**Task**:
Write out the entries exactly, leaving out every picture.

**Point localization data**:
##########
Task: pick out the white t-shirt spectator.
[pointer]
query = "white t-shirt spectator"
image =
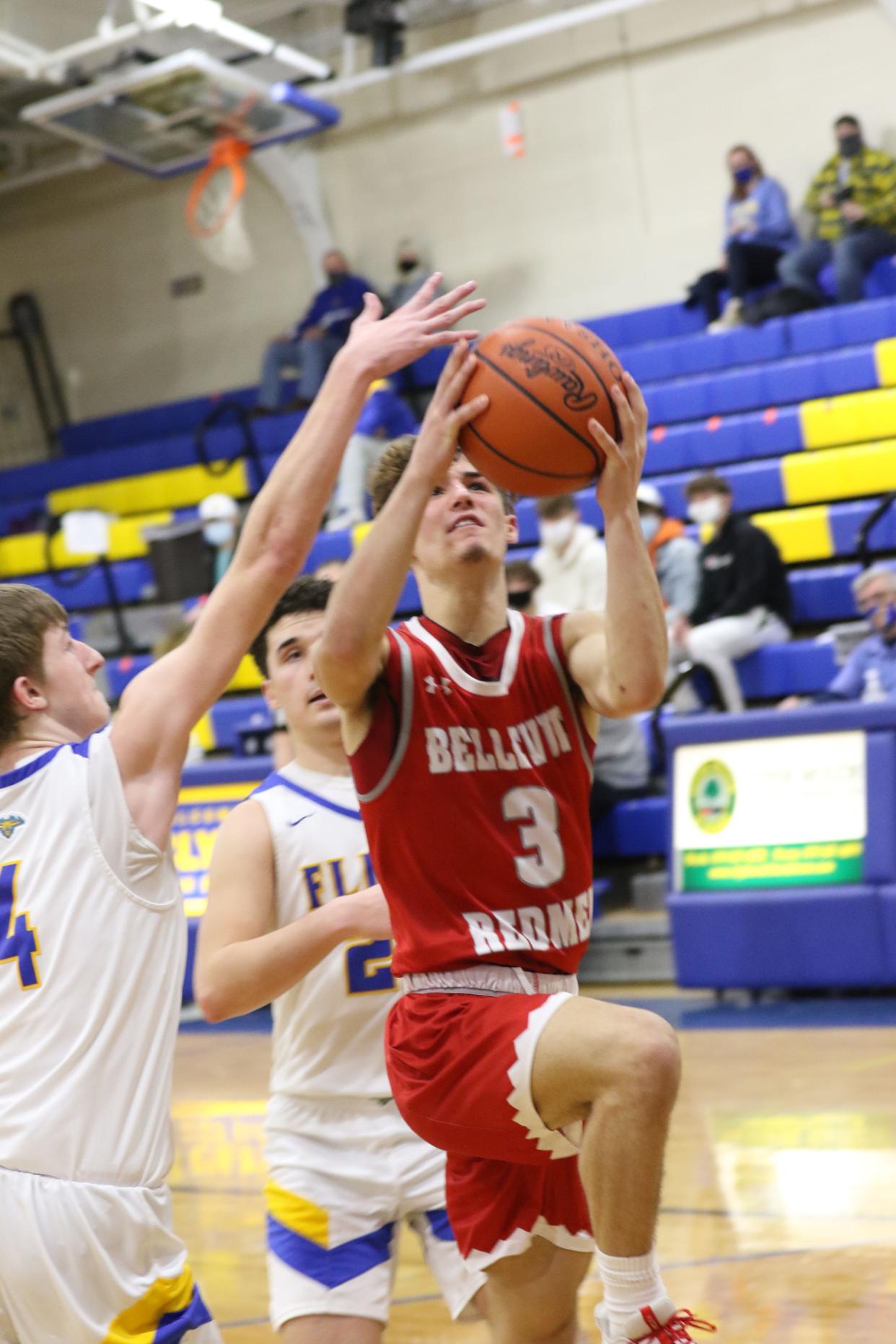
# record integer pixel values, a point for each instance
##########
**Expected answer**:
Task: pick out the white t-shirt spectator.
[pointer]
query = "white t-shirt spectator"
image =
# record integer pixel values, a point for each instance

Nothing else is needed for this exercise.